> [EXTRACTED RECORDS]:

'''

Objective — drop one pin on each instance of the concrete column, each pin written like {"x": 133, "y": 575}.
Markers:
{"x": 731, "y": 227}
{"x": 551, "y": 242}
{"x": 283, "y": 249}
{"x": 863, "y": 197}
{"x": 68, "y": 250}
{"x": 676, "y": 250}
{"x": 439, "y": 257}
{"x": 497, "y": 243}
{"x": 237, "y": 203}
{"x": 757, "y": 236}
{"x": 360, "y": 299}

'''

> [WHAT IS NEEDED]:
Rewrite the records with "concrete column" swapped for "steel beam", keeping everything else the same.

> [EXERCISE ANSWER]:
Objective — drop one pin on each instance of the steel beam, each pin written like {"x": 133, "y": 575}.
Markers:
{"x": 731, "y": 227}
{"x": 551, "y": 242}
{"x": 283, "y": 249}
{"x": 863, "y": 197}
{"x": 68, "y": 250}
{"x": 676, "y": 250}
{"x": 439, "y": 257}
{"x": 497, "y": 243}
{"x": 237, "y": 203}
{"x": 757, "y": 236}
{"x": 360, "y": 299}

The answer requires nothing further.